(BRANO PROPOSTO)
= = = = = = =

Se muore il "paese" (Nicola Caputo tratto da "Settimana Santa nascosta, 1987)

...I riti della Settimana Santa hanno rappresentato in ogni tempo un momento di generale coinvolgimento per la comunità tarantina. Protagonisti, in quei due giorni, diventano tutti e non solo i confratelli che partecipano al pellegrinaggio ai Sepolcri e alle due processioni. E così, dal primo pomeriggio del Giovedì Santo e sino alla tarda mattinata di Sabato Santo, tutta la città si stringe attorno ai suoi perdùne, ammira la loro nazzecàte, visita i Sepolcri, si riversa sul pendio San Domenico e si commuove al passaggio della statua dell'Addolorata; attende con impazienza l'uscita dei Misteri e li lascia solo dopo che il portone del Carmine si è definitivamente chiuso alle spalle dell'ultima statua...
....si tratta di cultura popolare che va opportunamente coltivata nei suoi molteplici aspetti.
Cultura popolare, si è detto, e questo perchè, a Taranto, la Settimana Santa si comincia ad amare in tenerissima età. I bambini, infatti, sono gli altri grandi protagonisti di questi riti. Li vedi dappertutto: al pellegrinaggio, ai Sepolcri, alle processioni. Portati dai genitori, prima in braccio, poi sulle spalle, poi per mano, questi bambini cominciano subito, direi sin dalla nascita, a comprendere il significato dei riti penitenziali e la maniera-certamente insolita, comunque originale e diversa-dei penitenti di relazionarsi a Dio. Sono le immagini a produrre questi effetti. Le immagini e i segni...
...Taranto è città di millenaria storia. Ma del suo passato-a parte la storia-non conserva quasi più nulla. Le distruzioni, le spoliazioni, le ruberie-ci dicono-sono opera di barbari e conquistatori. E' vero. E' altrettanto vero però che spesso barbari siamo stati anche noi tarantini se, in diverse epoche, siamo stati capaci di distruggere e di demolire quel poco che i barbari veri e i conquistatori ci avevano lasciato. O non è vero forse-faccio solo qualche esempio- che le non poche testimonianze della Taranto greco romana (templi, strade, anfiteatri o soltanto ruderi di essi) che dal VI secolo in poi rimasero abbandonate nel territorio orientale furono poi definitivamente distrutte e sepolte con la nascita e l'espansione del Borgo? E non è  altrettanto vero che anche oggi, se nel corso di scsvi per le fondazioni di uno stabile o per la posa di cavi, tubazioni o altro, viene fuori qualcosa, subito ci si affretta a distruggere o a seppellire ancora più in profondità ciò che occasionalmente si è riportato alla luce?...

= = = = = = =

(CONSEGNA 1)
Elenca le testimonianze della Taranto greco-romana che il brano sulla Settimana Santa a Taranto indica tra parentesi.
(CONSEGNA 2)
Restituisci il tratto del brano sulla Settimana Santa a Taranto che va da "Se muore il" fino a "spalle dell'ultima statua...".

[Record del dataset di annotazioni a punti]
= = = = = = =

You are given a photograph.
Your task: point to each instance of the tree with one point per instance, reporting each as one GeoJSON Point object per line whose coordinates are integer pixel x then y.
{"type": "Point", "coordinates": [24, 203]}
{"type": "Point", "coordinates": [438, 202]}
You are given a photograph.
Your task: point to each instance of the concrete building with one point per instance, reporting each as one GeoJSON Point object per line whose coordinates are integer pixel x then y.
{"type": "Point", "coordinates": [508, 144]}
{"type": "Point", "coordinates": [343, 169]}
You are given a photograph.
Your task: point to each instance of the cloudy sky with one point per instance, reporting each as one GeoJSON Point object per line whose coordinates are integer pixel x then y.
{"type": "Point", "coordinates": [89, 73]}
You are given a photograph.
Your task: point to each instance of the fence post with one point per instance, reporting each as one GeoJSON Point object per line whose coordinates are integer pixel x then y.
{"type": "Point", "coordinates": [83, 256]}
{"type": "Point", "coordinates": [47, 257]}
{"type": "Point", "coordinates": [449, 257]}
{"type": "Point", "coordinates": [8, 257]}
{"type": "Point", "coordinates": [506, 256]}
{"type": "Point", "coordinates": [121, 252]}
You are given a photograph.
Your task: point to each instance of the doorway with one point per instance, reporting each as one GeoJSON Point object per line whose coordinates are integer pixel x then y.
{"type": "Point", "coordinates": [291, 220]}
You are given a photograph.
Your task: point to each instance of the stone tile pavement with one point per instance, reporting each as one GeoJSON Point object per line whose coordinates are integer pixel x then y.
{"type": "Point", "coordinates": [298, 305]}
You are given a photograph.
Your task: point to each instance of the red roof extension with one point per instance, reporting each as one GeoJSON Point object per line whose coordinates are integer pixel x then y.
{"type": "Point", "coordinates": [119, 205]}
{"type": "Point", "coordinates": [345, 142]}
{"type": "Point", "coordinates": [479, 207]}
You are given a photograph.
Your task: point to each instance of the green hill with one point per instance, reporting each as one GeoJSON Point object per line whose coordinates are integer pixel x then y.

= = = = = = =

(RISULTATO DELL'ESERCIZIO 1)
- templi
- strade
- anfiteatri
- ruderi di essi

(RISULTATO DELL'ESERCIZIO 2)
Se muore il "paese" (Nicola Caputo tratto da "Settimana Santa nascosta, 1987)

...I riti della Settimana Santa hanno rappresentato in ogni tempo un momento di generale coinvolgimento per la comunità tarantina. Protagonisti, in quei due giorni, diventano tutti e non solo i confratelli che partecipano al pellegrinaggio ai Sepolcri e alle due processioni. E così, dal primo pomeriggio del Giovedì Santo e sino alla tarda mattinata di Sabato Santo, tutta la città si stringe attorno ai suoi perdùne, ammira la loro nazzecàte, visita i Sepolcri, si riversa sul pendio San Domenico e si commuove al passaggio della statua dell'Addolorata; attende con impazienza l'uscita dei Misteri e li lascia solo dopo che il portone del Carmine si è definitivamente chiuso alle spalle dell'ultima statua...